__Work to complete__
According to the article on the Blondie song "Mother," on which radio show was the track first played?

__Article__
+++
Single by Blondie

from the album Panic of Girls
- Released: May 23, 2011
- Recorded: 2010
- Genre: New wave, pop rock
- Length: 3:09
- Label: Eleven Seven
- Songwriter(s): Deborah Harry Kato Khandwala Ben Phillips

Blondie singles chronology
| "Good Boys" (2003) | "Mother" (2011) | "What I Heard" (2011) |

Music video
- "Mother" on YouTube

= Mother (Blondie song) =

"Mother" is the lead single from Blondie's ninth studio album Panic of Girls and was written by Kato Khandwala, Ben Phillips (guitarist for The Pretty Reckless) and the band's lead singer Deborah Harry. It was released in the United Kingdom on May 22, 2011, on all major online platforms. It was the first single release from the band since "Good Boys" in 2003.

==Background==
The song was first performed in 2010 along with several other tracks from Panic of Girls during the band's Australian tour, as well as during festival appearances in the UK. It was subsequently included in the setlist of the Panic of Girls Tour in 2011 and the band's 2012 co-headlining tour with Elvis Costello. The song has been rarely performed since then but was added back into the setlist for Blondie's 2022 Against the Odds UK Tour.

==Release==
On December 5, 2010, "Mother" was made available as a free download from the official Blondie website. The track was later remixed with a different vocal take for the album and single release. The track was played for the first time on March 17, 2011, on BBC Radio 2's The Ken Bruce Show. On Amazon.co.uk an explicit version was released alongside the regular one.
+++
__Extracted records__

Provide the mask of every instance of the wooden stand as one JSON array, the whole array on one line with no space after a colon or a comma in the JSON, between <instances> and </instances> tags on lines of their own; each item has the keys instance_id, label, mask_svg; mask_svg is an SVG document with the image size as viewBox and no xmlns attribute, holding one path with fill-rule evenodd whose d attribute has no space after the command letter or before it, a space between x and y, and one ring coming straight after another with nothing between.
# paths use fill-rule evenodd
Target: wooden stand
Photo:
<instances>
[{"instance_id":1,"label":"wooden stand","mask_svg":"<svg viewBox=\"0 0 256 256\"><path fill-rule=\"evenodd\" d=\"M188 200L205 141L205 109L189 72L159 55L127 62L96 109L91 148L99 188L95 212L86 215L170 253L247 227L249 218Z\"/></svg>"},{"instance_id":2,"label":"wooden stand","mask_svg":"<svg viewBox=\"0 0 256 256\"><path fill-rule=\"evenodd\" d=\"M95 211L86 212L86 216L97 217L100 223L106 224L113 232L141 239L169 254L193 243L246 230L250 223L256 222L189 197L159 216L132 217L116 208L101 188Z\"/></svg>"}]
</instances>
+++
__Final answer__
It was first played on The Ken Bruce Show on BBC Radio 2, on March 17, 2011.